WHAT IS REQUIRED: With the line containing "Provide the segmentation of every instance of the cusco" as the first line and the last line of the records as the final one, reproduce that range exactly.

□ □ □ □ □

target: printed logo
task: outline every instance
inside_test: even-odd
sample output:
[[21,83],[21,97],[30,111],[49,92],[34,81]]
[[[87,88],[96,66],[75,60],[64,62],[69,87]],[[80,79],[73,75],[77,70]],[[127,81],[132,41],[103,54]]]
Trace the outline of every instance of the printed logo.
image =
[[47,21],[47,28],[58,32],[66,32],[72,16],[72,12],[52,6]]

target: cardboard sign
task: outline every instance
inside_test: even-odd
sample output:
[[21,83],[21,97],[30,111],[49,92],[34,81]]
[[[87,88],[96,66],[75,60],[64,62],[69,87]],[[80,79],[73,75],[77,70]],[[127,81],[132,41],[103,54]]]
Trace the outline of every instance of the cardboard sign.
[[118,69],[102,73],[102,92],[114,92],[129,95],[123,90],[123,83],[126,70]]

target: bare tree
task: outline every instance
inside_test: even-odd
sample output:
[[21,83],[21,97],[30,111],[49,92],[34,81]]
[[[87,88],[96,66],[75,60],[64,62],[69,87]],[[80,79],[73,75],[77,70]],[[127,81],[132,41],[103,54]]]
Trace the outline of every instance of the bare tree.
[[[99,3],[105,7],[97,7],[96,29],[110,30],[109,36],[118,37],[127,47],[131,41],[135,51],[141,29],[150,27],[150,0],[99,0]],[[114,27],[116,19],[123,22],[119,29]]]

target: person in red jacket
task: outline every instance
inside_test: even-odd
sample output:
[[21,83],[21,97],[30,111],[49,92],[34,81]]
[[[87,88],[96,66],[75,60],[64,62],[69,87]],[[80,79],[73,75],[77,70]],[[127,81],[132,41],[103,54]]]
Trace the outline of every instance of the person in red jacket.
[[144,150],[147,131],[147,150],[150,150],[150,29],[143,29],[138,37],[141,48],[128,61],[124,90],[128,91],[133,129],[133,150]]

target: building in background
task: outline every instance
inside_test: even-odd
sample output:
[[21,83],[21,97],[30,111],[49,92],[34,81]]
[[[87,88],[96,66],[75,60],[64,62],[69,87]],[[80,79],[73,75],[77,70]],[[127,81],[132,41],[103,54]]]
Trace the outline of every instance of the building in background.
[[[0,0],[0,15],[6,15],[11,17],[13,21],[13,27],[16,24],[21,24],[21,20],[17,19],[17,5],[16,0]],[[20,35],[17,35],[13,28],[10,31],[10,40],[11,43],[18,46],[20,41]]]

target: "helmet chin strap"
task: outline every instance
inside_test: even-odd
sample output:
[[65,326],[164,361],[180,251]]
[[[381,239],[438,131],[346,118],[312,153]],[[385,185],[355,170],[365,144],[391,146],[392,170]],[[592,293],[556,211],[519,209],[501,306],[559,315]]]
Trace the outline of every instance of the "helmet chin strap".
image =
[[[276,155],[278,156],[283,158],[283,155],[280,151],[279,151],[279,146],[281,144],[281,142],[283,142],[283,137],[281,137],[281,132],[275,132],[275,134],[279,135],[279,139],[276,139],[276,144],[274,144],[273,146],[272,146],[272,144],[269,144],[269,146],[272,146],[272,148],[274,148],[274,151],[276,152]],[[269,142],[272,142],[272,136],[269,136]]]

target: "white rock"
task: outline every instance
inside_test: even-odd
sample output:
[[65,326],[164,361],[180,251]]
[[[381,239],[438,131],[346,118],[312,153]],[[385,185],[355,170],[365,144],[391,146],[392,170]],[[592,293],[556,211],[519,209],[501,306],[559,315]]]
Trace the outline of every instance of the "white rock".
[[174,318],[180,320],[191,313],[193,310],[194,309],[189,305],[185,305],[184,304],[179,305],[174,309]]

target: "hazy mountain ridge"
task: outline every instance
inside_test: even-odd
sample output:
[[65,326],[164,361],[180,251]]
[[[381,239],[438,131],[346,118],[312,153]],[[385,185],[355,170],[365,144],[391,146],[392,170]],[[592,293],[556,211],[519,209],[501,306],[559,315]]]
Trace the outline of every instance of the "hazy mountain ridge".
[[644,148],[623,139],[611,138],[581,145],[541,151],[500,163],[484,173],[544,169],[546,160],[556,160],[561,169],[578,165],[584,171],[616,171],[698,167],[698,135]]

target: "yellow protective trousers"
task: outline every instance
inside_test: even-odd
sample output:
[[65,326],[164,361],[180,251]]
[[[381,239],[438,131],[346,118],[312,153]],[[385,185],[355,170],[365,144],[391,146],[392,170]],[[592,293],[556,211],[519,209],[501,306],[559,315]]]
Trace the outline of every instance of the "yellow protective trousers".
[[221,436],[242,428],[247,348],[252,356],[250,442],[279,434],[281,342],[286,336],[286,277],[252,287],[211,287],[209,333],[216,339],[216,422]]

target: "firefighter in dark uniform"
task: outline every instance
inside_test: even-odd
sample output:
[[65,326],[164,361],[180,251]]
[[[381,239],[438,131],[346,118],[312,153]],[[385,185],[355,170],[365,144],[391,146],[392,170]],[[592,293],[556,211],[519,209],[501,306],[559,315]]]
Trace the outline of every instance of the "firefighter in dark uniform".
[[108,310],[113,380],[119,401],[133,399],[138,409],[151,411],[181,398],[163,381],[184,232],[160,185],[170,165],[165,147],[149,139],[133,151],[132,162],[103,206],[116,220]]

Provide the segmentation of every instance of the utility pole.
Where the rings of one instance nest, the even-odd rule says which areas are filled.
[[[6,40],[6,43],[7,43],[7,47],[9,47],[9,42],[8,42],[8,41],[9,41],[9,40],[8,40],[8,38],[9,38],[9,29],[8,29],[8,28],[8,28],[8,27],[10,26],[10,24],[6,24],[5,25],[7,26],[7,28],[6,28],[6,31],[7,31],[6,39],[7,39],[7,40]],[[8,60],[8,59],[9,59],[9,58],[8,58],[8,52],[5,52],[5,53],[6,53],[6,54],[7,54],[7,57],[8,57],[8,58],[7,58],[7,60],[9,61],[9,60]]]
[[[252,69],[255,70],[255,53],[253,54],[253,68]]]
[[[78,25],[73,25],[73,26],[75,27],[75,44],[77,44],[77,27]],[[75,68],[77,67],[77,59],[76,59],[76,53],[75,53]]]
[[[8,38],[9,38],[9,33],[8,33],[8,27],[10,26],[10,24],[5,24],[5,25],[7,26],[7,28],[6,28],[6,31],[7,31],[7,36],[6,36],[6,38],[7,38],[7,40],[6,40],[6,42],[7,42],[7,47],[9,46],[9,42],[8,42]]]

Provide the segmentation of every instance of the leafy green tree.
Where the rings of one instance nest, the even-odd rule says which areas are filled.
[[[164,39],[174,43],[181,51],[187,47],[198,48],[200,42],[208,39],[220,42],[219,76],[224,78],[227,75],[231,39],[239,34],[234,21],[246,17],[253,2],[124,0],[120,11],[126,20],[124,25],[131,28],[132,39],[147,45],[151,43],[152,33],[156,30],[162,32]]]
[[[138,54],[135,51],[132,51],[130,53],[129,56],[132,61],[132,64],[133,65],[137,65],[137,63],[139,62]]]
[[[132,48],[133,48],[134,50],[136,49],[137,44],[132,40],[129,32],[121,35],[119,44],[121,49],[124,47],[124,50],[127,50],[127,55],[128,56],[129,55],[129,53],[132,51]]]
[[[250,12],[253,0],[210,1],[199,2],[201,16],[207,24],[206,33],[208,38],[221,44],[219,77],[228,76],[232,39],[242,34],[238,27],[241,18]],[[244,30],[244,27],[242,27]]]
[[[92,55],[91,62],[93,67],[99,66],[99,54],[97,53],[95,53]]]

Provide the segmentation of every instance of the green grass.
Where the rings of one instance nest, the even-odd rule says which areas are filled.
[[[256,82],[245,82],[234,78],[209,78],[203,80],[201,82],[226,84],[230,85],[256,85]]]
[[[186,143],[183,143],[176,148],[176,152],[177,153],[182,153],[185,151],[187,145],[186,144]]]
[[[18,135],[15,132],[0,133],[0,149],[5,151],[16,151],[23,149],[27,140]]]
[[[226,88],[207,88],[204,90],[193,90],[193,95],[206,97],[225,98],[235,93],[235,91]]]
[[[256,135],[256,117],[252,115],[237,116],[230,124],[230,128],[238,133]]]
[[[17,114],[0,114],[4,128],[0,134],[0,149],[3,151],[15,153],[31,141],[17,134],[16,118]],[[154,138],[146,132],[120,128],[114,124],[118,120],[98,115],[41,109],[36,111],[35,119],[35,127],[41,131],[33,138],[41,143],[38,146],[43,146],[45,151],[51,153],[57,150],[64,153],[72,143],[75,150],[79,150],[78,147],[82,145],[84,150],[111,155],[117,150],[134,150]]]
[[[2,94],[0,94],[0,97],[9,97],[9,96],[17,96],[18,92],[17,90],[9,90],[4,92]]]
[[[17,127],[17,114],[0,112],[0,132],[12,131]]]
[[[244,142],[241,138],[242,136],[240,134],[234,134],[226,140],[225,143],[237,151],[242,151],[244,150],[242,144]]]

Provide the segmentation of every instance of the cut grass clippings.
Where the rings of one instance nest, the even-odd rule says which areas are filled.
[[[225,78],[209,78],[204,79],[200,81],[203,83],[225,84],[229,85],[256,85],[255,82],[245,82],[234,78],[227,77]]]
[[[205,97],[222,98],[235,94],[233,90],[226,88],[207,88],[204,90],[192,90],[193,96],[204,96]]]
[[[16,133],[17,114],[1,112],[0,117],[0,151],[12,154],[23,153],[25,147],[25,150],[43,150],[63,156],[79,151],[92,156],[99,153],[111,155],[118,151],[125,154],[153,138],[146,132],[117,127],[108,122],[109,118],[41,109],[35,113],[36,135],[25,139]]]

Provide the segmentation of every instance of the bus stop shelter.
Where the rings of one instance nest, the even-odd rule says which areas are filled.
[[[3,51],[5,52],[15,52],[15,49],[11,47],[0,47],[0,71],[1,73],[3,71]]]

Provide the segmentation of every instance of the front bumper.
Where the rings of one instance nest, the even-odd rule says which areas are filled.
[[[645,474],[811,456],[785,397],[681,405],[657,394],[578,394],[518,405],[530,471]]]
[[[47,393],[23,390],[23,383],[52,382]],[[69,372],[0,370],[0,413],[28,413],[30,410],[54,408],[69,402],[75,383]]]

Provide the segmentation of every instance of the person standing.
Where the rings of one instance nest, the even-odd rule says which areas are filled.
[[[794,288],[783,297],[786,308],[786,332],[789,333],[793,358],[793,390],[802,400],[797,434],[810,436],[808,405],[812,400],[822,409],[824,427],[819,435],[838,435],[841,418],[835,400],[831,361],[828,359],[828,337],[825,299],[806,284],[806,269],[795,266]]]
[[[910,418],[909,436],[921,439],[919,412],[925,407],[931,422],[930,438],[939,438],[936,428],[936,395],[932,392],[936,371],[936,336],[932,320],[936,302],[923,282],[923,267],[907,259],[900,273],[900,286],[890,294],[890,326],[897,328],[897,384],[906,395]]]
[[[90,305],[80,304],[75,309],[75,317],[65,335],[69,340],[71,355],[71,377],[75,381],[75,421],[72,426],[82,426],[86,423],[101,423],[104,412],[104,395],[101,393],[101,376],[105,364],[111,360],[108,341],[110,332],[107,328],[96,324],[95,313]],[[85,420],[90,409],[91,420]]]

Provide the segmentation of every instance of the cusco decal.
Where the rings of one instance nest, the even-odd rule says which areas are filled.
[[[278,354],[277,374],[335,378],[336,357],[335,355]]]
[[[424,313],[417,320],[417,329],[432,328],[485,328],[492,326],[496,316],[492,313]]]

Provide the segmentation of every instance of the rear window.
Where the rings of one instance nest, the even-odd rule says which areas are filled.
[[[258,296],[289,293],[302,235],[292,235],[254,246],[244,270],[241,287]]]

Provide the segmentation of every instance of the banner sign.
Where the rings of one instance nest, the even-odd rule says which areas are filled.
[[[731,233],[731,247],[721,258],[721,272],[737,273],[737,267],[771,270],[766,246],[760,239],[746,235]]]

□ □ □ □ □

FULL ANSWER:
Provide the segmentation of every instance of the cusco decal.
Where the rings of one instance nest, the even-odd rule says which areas are filled.
[[[278,354],[277,374],[335,378],[336,357],[335,355]]]
[[[424,313],[417,320],[417,329],[432,328],[485,328],[492,326],[496,316],[492,313]]]

Provide the segmentation of every instance of the rear window.
Where the rings of one instance nest, the even-odd rule says which areas are filled.
[[[258,296],[289,293],[302,235],[292,235],[254,246],[244,270],[241,287]]]

Provide the segmentation of every instance of the banner sign.
Where the rings of one instance nest, the even-odd rule says which areas are filled.
[[[731,233],[731,247],[721,258],[721,272],[737,273],[737,267],[771,270],[766,246],[760,239],[746,235]]]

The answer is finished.